Excerpted records:
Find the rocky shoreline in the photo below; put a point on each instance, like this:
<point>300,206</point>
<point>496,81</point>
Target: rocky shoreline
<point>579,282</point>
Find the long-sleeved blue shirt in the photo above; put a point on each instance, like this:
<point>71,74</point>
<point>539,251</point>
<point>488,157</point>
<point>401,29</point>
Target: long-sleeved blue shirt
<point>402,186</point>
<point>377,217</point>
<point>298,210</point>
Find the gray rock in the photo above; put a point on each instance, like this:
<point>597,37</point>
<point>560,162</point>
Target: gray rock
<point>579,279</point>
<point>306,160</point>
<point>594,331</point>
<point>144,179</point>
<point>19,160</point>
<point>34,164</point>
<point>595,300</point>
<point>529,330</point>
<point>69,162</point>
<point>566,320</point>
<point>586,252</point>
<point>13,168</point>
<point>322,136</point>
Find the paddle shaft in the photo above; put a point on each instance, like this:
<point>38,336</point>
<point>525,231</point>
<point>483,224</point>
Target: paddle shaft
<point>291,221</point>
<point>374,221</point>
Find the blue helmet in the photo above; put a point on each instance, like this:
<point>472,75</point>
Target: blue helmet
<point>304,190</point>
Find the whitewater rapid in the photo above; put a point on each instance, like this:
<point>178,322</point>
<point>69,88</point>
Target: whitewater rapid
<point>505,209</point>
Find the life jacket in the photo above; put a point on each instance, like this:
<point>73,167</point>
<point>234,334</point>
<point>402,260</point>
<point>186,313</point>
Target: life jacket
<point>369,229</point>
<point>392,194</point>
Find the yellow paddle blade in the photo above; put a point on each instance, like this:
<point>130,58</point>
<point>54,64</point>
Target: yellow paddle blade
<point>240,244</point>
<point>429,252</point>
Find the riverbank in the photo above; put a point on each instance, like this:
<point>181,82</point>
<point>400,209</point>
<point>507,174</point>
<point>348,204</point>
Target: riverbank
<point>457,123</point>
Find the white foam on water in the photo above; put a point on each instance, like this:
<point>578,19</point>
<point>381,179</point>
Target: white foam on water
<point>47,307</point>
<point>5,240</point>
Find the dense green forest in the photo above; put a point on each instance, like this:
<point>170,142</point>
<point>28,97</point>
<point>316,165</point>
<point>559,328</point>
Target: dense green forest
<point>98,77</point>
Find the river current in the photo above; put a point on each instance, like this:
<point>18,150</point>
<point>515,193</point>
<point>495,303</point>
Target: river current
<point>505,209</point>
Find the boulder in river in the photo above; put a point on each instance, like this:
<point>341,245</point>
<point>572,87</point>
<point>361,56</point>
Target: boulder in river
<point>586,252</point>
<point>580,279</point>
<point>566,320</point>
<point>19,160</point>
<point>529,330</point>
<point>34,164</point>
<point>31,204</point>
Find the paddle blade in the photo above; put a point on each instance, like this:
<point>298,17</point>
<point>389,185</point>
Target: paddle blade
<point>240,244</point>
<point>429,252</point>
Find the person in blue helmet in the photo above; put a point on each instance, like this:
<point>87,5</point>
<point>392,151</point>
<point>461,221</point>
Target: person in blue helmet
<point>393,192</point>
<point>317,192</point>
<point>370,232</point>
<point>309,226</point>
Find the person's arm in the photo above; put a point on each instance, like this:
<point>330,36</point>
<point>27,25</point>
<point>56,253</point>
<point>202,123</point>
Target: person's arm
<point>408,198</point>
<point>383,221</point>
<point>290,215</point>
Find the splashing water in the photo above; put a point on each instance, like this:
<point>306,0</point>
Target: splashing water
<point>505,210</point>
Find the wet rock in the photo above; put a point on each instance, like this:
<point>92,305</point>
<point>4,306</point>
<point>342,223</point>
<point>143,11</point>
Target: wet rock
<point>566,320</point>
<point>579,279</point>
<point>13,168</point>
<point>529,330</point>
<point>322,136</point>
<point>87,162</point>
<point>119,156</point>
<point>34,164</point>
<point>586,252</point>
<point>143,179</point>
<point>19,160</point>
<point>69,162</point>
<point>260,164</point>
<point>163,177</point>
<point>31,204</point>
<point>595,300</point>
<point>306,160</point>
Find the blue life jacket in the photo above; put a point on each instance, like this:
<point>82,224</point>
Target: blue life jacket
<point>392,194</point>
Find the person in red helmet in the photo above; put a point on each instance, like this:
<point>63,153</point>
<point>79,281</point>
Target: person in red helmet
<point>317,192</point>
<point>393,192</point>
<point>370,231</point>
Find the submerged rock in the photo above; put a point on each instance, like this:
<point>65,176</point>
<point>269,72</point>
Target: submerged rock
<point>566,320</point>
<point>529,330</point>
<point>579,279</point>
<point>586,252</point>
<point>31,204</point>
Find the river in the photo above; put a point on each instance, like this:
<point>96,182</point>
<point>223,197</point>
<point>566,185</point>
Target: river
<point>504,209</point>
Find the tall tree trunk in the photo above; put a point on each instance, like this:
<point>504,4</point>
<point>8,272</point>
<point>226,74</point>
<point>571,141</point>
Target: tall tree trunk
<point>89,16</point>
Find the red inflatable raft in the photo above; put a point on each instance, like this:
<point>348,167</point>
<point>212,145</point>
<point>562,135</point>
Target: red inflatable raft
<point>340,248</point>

Aim of the exercise: Lay out each line of the material above as a JSON list of strings, one string per line, skipping any blank lines.

Final answer:
[
  "Find the rocky shoreline in the photo below; put a point on each instance, like this:",
  "<point>300,206</point>",
  "<point>496,81</point>",
  "Target: rocky shoreline",
  "<point>579,282</point>",
  "Find the long-sleeved blue shirt in the photo above; put a point on each instance, like this:",
  "<point>71,74</point>",
  "<point>539,251</point>",
  "<point>488,157</point>",
  "<point>401,29</point>",
  "Target: long-sleeved blue shirt",
  "<point>402,186</point>",
  "<point>377,217</point>",
  "<point>298,210</point>",
  "Find the gray rock in the photo above; put a point on each instance, like this:",
  "<point>597,37</point>",
  "<point>560,162</point>",
  "Target: gray rock",
  "<point>579,279</point>",
  "<point>306,160</point>",
  "<point>594,331</point>",
  "<point>144,179</point>",
  "<point>19,160</point>",
  "<point>34,164</point>",
  "<point>595,300</point>",
  "<point>529,330</point>",
  "<point>69,162</point>",
  "<point>566,320</point>",
  "<point>586,252</point>",
  "<point>13,168</point>",
  "<point>322,136</point>",
  "Find the paddle shaft in the photo above; put a point on each instance, like this:",
  "<point>38,336</point>",
  "<point>525,231</point>",
  "<point>483,224</point>",
  "Target: paddle shaft",
  "<point>291,221</point>",
  "<point>374,221</point>",
  "Find the blue helmet in the photo above; put a point on each instance, like this:",
  "<point>472,75</point>",
  "Target: blue helmet",
  "<point>304,190</point>",
  "Find the whitewater rapid in the photo above; put a point on each instance, like this:",
  "<point>178,322</point>",
  "<point>69,88</point>",
  "Target: whitewater rapid",
  "<point>505,209</point>",
  "Find the life jacket in the photo above; put a point on each instance, like this:",
  "<point>73,167</point>",
  "<point>234,334</point>",
  "<point>402,260</point>",
  "<point>186,313</point>",
  "Target: life jacket",
  "<point>369,229</point>",
  "<point>392,194</point>",
  "Find the yellow paddle blade in the photo above; put a point on each instance, like this:",
  "<point>130,58</point>",
  "<point>54,64</point>",
  "Target: yellow paddle blade",
  "<point>240,244</point>",
  "<point>429,252</point>",
  "Find the riverbank in the photo above; put a point on each instance, like this:",
  "<point>181,82</point>",
  "<point>400,209</point>",
  "<point>507,174</point>",
  "<point>348,204</point>",
  "Target: riverbank",
  "<point>457,123</point>",
  "Find the white foam on water in the photo above; put a point on each instance, like this:",
  "<point>578,19</point>",
  "<point>381,179</point>",
  "Target: white foam on water",
  "<point>47,307</point>",
  "<point>5,240</point>",
  "Find the dense green forest in the photo above; put a point on each instance, like this:",
  "<point>170,142</point>",
  "<point>28,97</point>",
  "<point>316,165</point>",
  "<point>559,328</point>",
  "Target: dense green forest",
  "<point>98,77</point>",
  "Find the river current in the photo above; put a point on each instance, like this:",
  "<point>18,150</point>",
  "<point>515,193</point>",
  "<point>495,303</point>",
  "Target: river current",
  "<point>505,209</point>",
  "Find the boulder in river in the photo above; put a point on each instance, like this:",
  "<point>341,245</point>",
  "<point>572,87</point>",
  "<point>361,56</point>",
  "Target: boulder in river",
  "<point>586,252</point>",
  "<point>580,279</point>",
  "<point>566,320</point>",
  "<point>19,160</point>",
  "<point>529,330</point>",
  "<point>34,164</point>",
  "<point>31,204</point>",
  "Find the paddle blade in the photo above; put a point on each instance, like this:",
  "<point>298,17</point>",
  "<point>389,185</point>",
  "Target: paddle blade",
  "<point>240,244</point>",
  "<point>429,252</point>",
  "Find the person in blue helmet in the photo above; put a point on each instance, like this:",
  "<point>87,5</point>",
  "<point>392,151</point>",
  "<point>461,221</point>",
  "Target: person in blue helmet",
  "<point>393,192</point>",
  "<point>317,192</point>",
  "<point>370,232</point>",
  "<point>309,226</point>",
  "Find the person's arm in the photo above; put a point on each instance, like this:",
  "<point>330,36</point>",
  "<point>27,25</point>",
  "<point>56,253</point>",
  "<point>202,123</point>",
  "Target: person's arm",
  "<point>408,198</point>",
  "<point>383,221</point>",
  "<point>290,215</point>",
  "Find the splashing water in the photo above; put a point on each instance, like this:",
  "<point>306,0</point>",
  "Target: splashing water",
  "<point>505,210</point>",
  "Find the wet rock in the photo above; put a point on each instance, like this:",
  "<point>92,305</point>",
  "<point>4,306</point>",
  "<point>342,223</point>",
  "<point>143,11</point>",
  "Target: wet rock",
  "<point>566,320</point>",
  "<point>579,279</point>",
  "<point>13,168</point>",
  "<point>529,330</point>",
  "<point>322,136</point>",
  "<point>87,162</point>",
  "<point>119,156</point>",
  "<point>34,164</point>",
  "<point>586,252</point>",
  "<point>143,179</point>",
  "<point>19,160</point>",
  "<point>69,162</point>",
  "<point>260,164</point>",
  "<point>163,177</point>",
  "<point>31,204</point>",
  "<point>595,300</point>",
  "<point>306,160</point>",
  "Find the blue life jacket in the photo above; put a point on each instance, like this:",
  "<point>82,224</point>",
  "Target: blue life jacket",
  "<point>392,194</point>",
  "Find the person in red helmet in the photo above; put a point on each instance, like this:",
  "<point>63,153</point>",
  "<point>79,281</point>",
  "Target: person in red helmet",
  "<point>317,192</point>",
  "<point>393,192</point>",
  "<point>370,231</point>",
  "Find the submerged rock in the photo above; put a point on each instance, like this:",
  "<point>65,176</point>",
  "<point>269,72</point>",
  "Target: submerged rock",
  "<point>566,320</point>",
  "<point>529,330</point>",
  "<point>579,279</point>",
  "<point>586,252</point>",
  "<point>31,204</point>",
  "Find the river in the photo above; put a point on each instance, like this:",
  "<point>96,182</point>",
  "<point>223,197</point>",
  "<point>566,185</point>",
  "Target: river",
  "<point>504,209</point>",
  "Find the tall tree trunk in the photo above; put a point on each instance, like this:",
  "<point>504,4</point>",
  "<point>8,272</point>",
  "<point>226,74</point>",
  "<point>571,141</point>",
  "Target: tall tree trunk",
  "<point>89,16</point>",
  "Find the red inflatable raft in the photo above; put a point on each instance, like this:",
  "<point>348,167</point>",
  "<point>212,145</point>",
  "<point>562,135</point>",
  "Target: red inflatable raft",
  "<point>340,248</point>"
]